— Исходный текст —

* * * *

Итак, бытовизм и морализм—это те две стихии, которые перешли к Плутарху из начальной ступени эллинизма. Интереснее всего, однако, то, что эти две стихии, взятые и раздельно, и даже вместе, вовсе не характерны для Плутарха, если в нем находить что–нибудь специфическое. И бытовизм, и морализм выступали у него в таком небывалом переплетении со всеми другими тенденциями его творчества, что часто принимали прямо–таки неузнаваемый вид. Но чтобы формулировать то новое, что обнаруживается у Плутарха наряду с начальным эллинизмом, для этого нужно твердо помнить о том положении, которое было характерно для него в переходную эпоху от начального эллинизма ко II в. н. э., к тому, что обычно зовется во всех ходовых руководствах греческим возрождением, или второй софистикой. Кроме того, необходимо учитывать еще и то, что переходность эпохи Плутарха совсем не избавляет нас от необходимости находить для этой эпохи свою специфику. В истории только ведь и существуют одни переходные эпохи, все эпохи в истории—переходные. Если не искать точной формулировки для переходного периода, тогда придется вообще отказаться от истории как научно осмысленной дисциплины. Итак, в каком же направлении специфицируются для Плутарха такие две коренные стихии его творчества, как бытовизм и морализм? Этот вопрос есть вопрос о том, что такое есть греческое возрождение и что такое вторая софистика II в. н. э.

Сказать, что греческая литература этого времени отличалась подражательным характером, — это значит не сказать ничего. Даже сказать, что здесь реставрировалась греческая классика и что восстанавливались прославленные и давно минувшие литературные методы, — это тоже ничего не сказать. Если взять эту эпоху по ее существу, то специфика эта заключалась именно в отказе от буквального следования классическим образцам в их духовном существе. На очереди во II в. н. э. стояло превращение классики в чисто эстетическую предметность, погружение в бескорыстное и самодовлеющее созерцание ее когда–то бывших реальными форм, восторженное любование старинными художественными приемами без малейшего желания пользоваться ими реально–жизненно, пользоваться ими всерьез и на самом деле.

* * * *

— Раздел данных —
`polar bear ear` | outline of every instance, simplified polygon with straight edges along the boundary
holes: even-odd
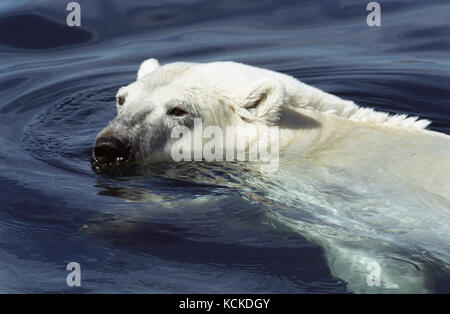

* * * *

— Краткое задание A —
Ответьте по тексту о Плутархе:
(i) Какие две стихии перешли к Плутарху из начальной ступени эллинизма?
(ii) Как во всех ходовых руководствах обычно зовется то, что наступило во II в. н. э.?
(iii) Во что, согласно тексту, превращалась классика во II в. н. э.?
— Краткое задание B —
Повторите без изменений фрагмент текста о Плутархе от слов «Сказать, что греческая» до слов «на самом деле.».
— Краткое задание C —
Продолжите текст о Плутархе и греческом возрождении, начав сразу после его последнего предложения.

— Результат A —
(i) Бытовизм и морализм.
(ii) Греческим возрождением, или второй софистикой.
(iii) В чисто эстетическую предметность.

— Результат B —
Сказать, что греческая литература этого времени отличалась подражательным характером, — это значит не сказать ничего. Даже сказать, что здесь реставрировалась греческая классика и что восстанавливались прославленные и давно минувшие литературные методы, — это тоже ничего не сказать. Если взять эту эпоху по ее существу, то специфика эта заключалась именно в отказе от буквального следования классическим образцам в их духовном существе. На очереди во II в. н. э. стояло превращение классики в чисто эстетическую предметность, погружение в бескорыстное и самодовлеющее созерцание ее когда–то бывших реальными форм, восторженное любование старинными художественными приемами без малейшего желания пользоваться ими реально–жизненно, пользоваться ими всерьез и на самом деле.

— Результат C —
Было целое литературное направление, которое в самом прямом смысле было продуктом коллекционерства, ученого собирательства и архивного суммирования красот древности. Этим эстетическим любопытством к давно минувшей старине отличался и Павсаний с его «Описанием Греции», и Аполлодор или Антонин Либерал с их коллекционированием старинных мифов, и Диоген Лаэр–ций с его беспредметным любованием исчезнувшими формами философской мысли. Возникла целая прослойка риторов, которые составляли речи не для политических выступлений, не для философской проповеди, не для религиозной пропаганды, а просто ради словесного блеска, виртуозного владения старыми риторическими формами, но лишенными всякого жизненного содержания и превращенными в блестящую и виртуозную словесность, в артистическую декламацию и в пафос чисто моральной условности. Были писатели, как, например, два родственника—Филостраты, которые рисовали тончайшие словесные портреты никогда не существовавших героев, портреты сложнейше психологические и рассчитанные на остроту переживания, на изощренную моду художественных изысков.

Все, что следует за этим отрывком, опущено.